▶ _PASSAGE FOR REVIEW_
[Start of section]
Henry County Department of Social Services,
223 Va. 670, 292 S.E.2d 342 (1982)(evidence of abuse discovered when child brought into hospital emergency room);
Toombs
v.
Lynchburg Division of Social Services,
223 Va. 225, 231, 288 S.E.2d 405, 408 (1982)(where the record indicated that “the [parent-child] relationship deteriorated . . . due, in substantial part, to the infrequency with which the parents exercised their visitation rights”);
Banes,
1 Va. App. at 466, 339 S.E.2d at 904 (residual parental rights terminated where parent exhibited “inactive interest” in child). Throughout the time Melody was in foster care, Edwards displayed a passionate interest in maintaining contact with her. She took full advantage of her visitation rights with Melody while she was in temporary and foster care. No evidence indicates that Melody was emotionally or physically abused. Moreover, the testimony established that with proper medication Edward’s level of functioning would improve. These factors, when viewed in the aggregate, convey something less than a firm belief that Edwards’ disorder was of a severity such that “there is no reasonable expectation that [she] will be able to undertake responsibility for the care needed by” Melody. Code § 16.1-283(B)(2)(a). Upon this evidence we conclude that there was no clear and convincing showing made of the statutory criteria required to support an order terminating residual parental rights.
By its nature, Code § 16.1-283 “contemplates the use, where possible, of alternatives less drastic than termination of parental rights.”
Knox v. Lynchburg Division of Social Services,
223 Va. 213, 223, 288 S.E.2d 399, 404 (1982). The record in this case demonstrates that remedial measures exist that are less harsh than terminating parental rights. Code § 16.1-279(A) provides several alternative remedies less drastic than the termination of parental rights.
[End of section]
▶ _YOUR TASKS_
• a. According to the opinion excerpt on terminating parental rights, which Code section provides several alternative remedies less drastic than termination?
• b. Do the following statements agree with the opinion excerpt on terminating parental rights? Answer yes or no for each, quoting the deciding words. (i) Edwards made full use of her visitation rights while Melody was in temporary and foster care. (ii) The evidence showed that Melody had been emotionally abused. (iii) Testimony showed that medication could improve Edwards' level of functioning.
• c. Resume the opinion excerpt on terminating parental rights after its final sentence.

▶ _MATERIAL SHOWN_
[Start of section]
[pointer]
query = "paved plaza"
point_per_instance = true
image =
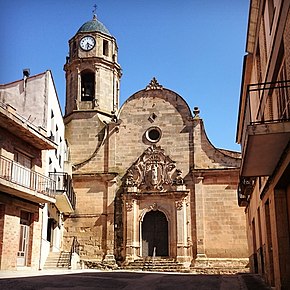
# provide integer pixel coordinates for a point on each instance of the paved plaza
(101, 280)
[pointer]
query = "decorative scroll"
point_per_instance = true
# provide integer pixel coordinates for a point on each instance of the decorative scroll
(154, 206)
(129, 206)
(152, 171)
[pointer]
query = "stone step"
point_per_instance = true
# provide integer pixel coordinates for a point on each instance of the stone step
(57, 260)
(159, 264)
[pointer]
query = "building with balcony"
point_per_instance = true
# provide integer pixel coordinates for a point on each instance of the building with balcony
(263, 131)
(35, 98)
(24, 189)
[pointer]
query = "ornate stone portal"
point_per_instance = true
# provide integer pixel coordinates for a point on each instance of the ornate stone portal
(153, 183)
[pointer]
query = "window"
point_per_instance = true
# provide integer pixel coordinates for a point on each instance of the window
(153, 134)
(283, 95)
(87, 86)
(21, 174)
(271, 12)
(105, 47)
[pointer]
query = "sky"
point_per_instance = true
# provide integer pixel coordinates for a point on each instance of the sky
(193, 47)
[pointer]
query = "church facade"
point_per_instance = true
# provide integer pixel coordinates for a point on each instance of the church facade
(148, 181)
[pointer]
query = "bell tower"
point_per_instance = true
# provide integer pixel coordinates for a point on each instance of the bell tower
(92, 70)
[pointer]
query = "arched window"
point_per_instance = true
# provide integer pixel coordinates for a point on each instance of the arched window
(87, 86)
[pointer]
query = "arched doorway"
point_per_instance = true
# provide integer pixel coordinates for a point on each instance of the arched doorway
(154, 234)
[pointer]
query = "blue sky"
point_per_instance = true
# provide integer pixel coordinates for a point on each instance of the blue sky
(193, 47)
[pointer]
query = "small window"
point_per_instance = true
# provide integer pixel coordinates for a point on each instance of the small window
(153, 134)
(105, 47)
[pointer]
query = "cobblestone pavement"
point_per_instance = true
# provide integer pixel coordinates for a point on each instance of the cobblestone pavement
(92, 279)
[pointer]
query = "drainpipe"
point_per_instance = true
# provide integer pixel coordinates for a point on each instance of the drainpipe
(40, 249)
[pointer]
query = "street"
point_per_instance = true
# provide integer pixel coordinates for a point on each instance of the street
(128, 281)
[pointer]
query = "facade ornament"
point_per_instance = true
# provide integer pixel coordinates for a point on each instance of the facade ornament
(129, 205)
(196, 112)
(154, 85)
(178, 179)
(152, 171)
(154, 206)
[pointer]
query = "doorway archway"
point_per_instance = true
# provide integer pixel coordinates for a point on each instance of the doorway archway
(155, 234)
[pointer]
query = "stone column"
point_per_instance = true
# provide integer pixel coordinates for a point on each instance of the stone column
(79, 88)
(97, 87)
(199, 201)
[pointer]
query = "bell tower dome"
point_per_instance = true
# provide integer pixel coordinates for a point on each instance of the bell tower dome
(92, 70)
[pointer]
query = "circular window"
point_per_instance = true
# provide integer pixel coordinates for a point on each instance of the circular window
(153, 134)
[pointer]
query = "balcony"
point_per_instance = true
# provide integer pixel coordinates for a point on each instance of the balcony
(266, 131)
(65, 195)
(22, 182)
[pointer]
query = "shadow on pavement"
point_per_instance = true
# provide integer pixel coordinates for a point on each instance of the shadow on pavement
(135, 281)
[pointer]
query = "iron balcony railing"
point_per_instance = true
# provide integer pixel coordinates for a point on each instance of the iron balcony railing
(268, 102)
(245, 189)
(25, 177)
(63, 184)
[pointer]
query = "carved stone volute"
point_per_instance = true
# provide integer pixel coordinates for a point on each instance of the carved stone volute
(152, 171)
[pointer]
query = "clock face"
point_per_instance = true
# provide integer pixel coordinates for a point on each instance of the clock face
(87, 43)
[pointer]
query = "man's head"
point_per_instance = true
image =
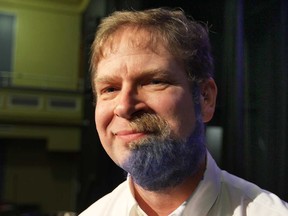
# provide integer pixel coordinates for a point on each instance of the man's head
(152, 65)
(186, 39)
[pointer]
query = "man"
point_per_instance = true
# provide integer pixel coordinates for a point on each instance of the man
(152, 80)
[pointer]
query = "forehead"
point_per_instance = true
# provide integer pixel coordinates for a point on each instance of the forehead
(133, 37)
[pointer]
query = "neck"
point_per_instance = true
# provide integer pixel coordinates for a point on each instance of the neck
(158, 203)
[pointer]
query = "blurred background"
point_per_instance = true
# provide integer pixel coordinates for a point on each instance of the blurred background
(51, 160)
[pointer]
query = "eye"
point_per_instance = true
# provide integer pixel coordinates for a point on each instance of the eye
(108, 90)
(156, 82)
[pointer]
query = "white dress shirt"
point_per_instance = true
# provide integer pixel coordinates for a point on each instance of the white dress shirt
(218, 194)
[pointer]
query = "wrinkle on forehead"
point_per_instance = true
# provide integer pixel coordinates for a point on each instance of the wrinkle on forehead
(132, 37)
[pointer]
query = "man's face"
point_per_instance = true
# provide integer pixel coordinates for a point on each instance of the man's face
(132, 80)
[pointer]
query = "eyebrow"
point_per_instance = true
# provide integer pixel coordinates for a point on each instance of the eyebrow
(160, 73)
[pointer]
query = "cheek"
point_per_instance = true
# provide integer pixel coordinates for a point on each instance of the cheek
(178, 111)
(102, 118)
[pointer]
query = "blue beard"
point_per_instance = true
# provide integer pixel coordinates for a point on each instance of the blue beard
(161, 163)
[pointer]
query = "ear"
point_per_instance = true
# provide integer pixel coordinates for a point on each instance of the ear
(208, 96)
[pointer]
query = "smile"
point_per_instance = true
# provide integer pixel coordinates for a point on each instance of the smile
(129, 136)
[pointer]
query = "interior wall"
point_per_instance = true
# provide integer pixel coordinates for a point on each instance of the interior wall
(34, 177)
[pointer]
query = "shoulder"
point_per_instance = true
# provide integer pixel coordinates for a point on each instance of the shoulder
(249, 198)
(111, 204)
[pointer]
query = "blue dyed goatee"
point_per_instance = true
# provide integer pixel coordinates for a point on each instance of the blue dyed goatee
(161, 161)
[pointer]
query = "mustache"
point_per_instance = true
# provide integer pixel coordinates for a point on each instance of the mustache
(150, 123)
[End of section]
▶ _ANSWERS FOR THE EXERCISE_
• a. Code § 16.1-279(A)

• b.
(i) Yes: "She took full advantage of her visitation rights with Melody while she was in temporary and foster care."
(ii) No: "No evidence indicates that Melody was emotionally or physically abused."
(iii) Yes: "the testimony established that with proper medication Edward’s level of functioning would improve."

• c.
Those remedies, which merely effect “a transitory
change in the child’s custodial status . . . without affecting other
parental rights,” are specifically “designed for the case of a parent who shows extenuating circumstances and demonstrates [her] potential for rehabilitation as a fit parent.”
Shank,
217 Va. at 509, 230 S.E.2d at 456. The acute language barrier and the cultural isolation which Edwards faced serve to establish that hers was indeed a situation of extenuating circumstances. Her ability to maintain a stable environment for a substantial period of time and the prognosis of Dr. Bernet, indicating his belief that with appropriate medication her abilities would improve, demonstrate Edwards’ potential for rehabilitation as a fit parent. The department, therefore, could have appropriately invoked one of the less radical remedies provided in § 16.1 -279(A).
In addition to these statutorily created alternatives, the trial court may use its discretion to continue a case on its docket in order to allow further services to be rendered to a parent in the hope that termination of the parent’s residual parental rights would not be necessary.
Knox,
223 Va. at 222-223, 288 S.E.2d at 404. In light of the existence of these viable alternatives and under the circumstances of this case, the circuit court inappropriately terminated Edwards’ residual parental rights.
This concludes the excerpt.